== Постановка задачи ==
Обнови строки ниже: везде замени «pixels» на «px», больше ничего не трогай. Картинки в ответ не включай.

═════ Данные для задачи

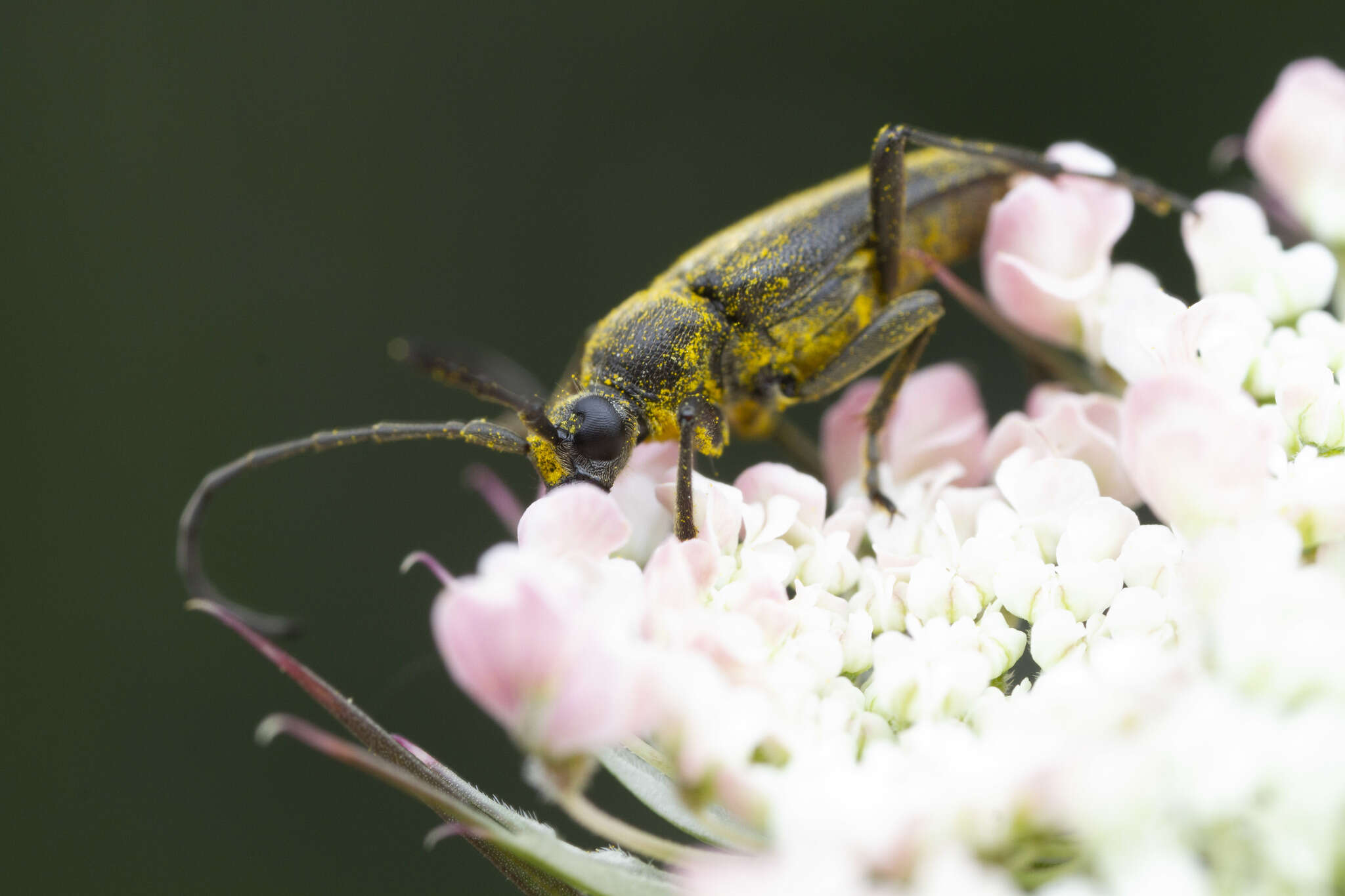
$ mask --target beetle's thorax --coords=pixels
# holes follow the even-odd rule
[[[721,356],[729,329],[714,304],[675,282],[655,281],[594,328],[580,386],[628,403],[643,438],[675,439],[682,402],[724,399]],[[709,447],[702,453],[718,453]]]

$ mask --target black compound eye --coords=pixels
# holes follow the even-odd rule
[[[580,427],[574,433],[574,447],[590,461],[615,461],[621,455],[625,433],[616,408],[605,398],[585,395],[574,402]]]

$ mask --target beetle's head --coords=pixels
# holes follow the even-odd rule
[[[631,459],[638,433],[629,402],[585,391],[553,406],[545,423],[529,422],[529,457],[549,489],[592,482],[607,490]]]

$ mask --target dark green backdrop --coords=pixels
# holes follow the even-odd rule
[[[586,322],[712,230],[859,164],[886,120],[1081,137],[1198,191],[1286,62],[1345,58],[1342,9],[7,4],[7,881],[502,891],[463,844],[421,849],[422,807],[252,744],[266,712],[319,713],[180,610],[174,525],[200,474],[317,427],[476,410],[391,364],[394,334],[554,376]],[[1123,254],[1189,294],[1176,223],[1141,222]],[[963,320],[935,355],[999,369],[995,351]],[[987,384],[997,411],[1021,390]],[[397,575],[413,548],[467,571],[503,536],[461,486],[482,459],[530,485],[453,445],[249,477],[207,556],[235,595],[305,617],[299,656],[389,727],[535,805],[434,657],[429,576]]]

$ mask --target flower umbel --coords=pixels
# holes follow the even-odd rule
[[[195,606],[367,752],[288,717],[268,739],[417,797],[529,892],[1338,891],[1345,141],[1322,134],[1342,98],[1338,69],[1295,63],[1247,141],[1325,246],[1205,193],[1190,301],[1112,263],[1128,193],[1021,179],[990,216],[990,298],[1119,394],[1042,383],[990,427],[971,373],[919,371],[881,439],[896,513],[861,484],[859,380],[824,418],[823,481],[698,474],[695,539],[671,535],[675,453],[640,445],[611,494],[555,488],[473,574],[432,566],[453,680],[545,798],[660,866],[564,844]],[[599,764],[699,842],[589,803]]]

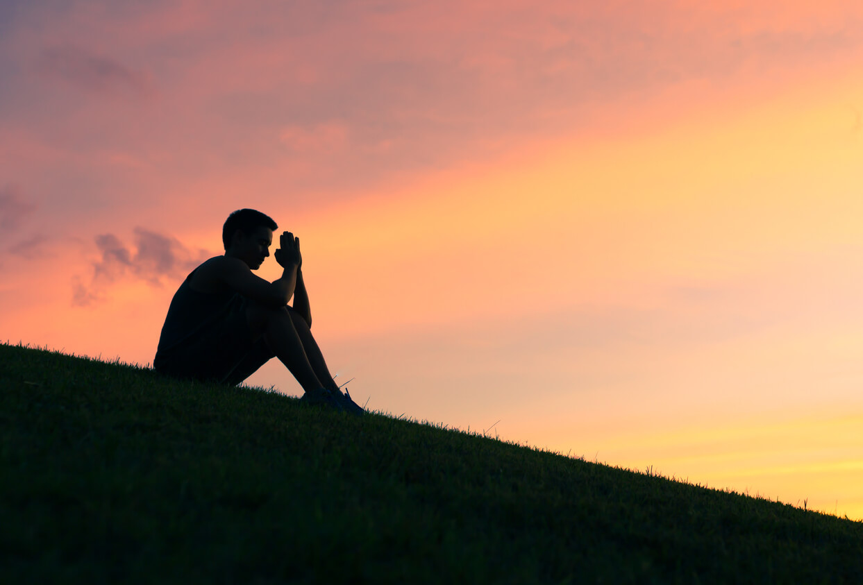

══════════

== Итог упражнения ==
$ mask --target beetle's thorax --coords=px
# holes follow the even-odd rule
[[[721,356],[729,329],[714,304],[675,282],[655,281],[594,328],[580,386],[628,403],[643,438],[675,439],[682,402],[724,399]],[[709,447],[702,453],[718,453]]]

$ mask --target black compound eye --coords=px
# holes follow the even-odd rule
[[[580,427],[574,433],[574,447],[590,461],[615,461],[621,455],[625,433],[616,408],[605,398],[585,395],[574,402]]]

$ mask --target beetle's head --coords=px
# holes follow the even-odd rule
[[[631,459],[638,433],[629,402],[585,391],[553,406],[545,423],[529,422],[529,457],[549,489],[592,482],[607,490]]]

$ mask --target dark green backdrop --coords=px
# holes follow the even-odd rule
[[[586,322],[712,230],[859,164],[886,120],[1081,137],[1198,191],[1286,62],[1345,58],[1342,9],[7,4],[7,881],[502,891],[463,844],[421,849],[422,807],[252,744],[266,712],[319,713],[180,610],[174,525],[200,474],[317,427],[476,410],[391,364],[394,334],[554,376]],[[1123,254],[1189,294],[1176,223],[1141,222]],[[963,320],[935,355],[999,369],[995,351]],[[987,384],[997,411],[1021,390]],[[397,575],[413,548],[467,571],[503,536],[461,486],[482,459],[530,485],[453,445],[249,477],[207,556],[235,595],[305,617],[299,656],[389,727],[535,805],[434,657],[429,576]]]

$ mask --target flower umbel --coords=px
# holes follow the even-odd rule
[[[195,606],[367,752],[288,717],[268,739],[417,797],[529,892],[1338,891],[1345,141],[1322,134],[1342,98],[1338,69],[1295,63],[1247,141],[1325,246],[1205,193],[1190,301],[1112,263],[1128,193],[1021,179],[990,216],[990,298],[1119,394],[1042,383],[990,427],[971,373],[919,371],[881,439],[896,513],[861,484],[859,380],[824,418],[823,481],[698,474],[695,539],[671,535],[675,453],[640,445],[611,494],[555,488],[473,574],[432,566],[453,680],[545,798],[660,866],[564,844]],[[599,764],[699,842],[589,803]]]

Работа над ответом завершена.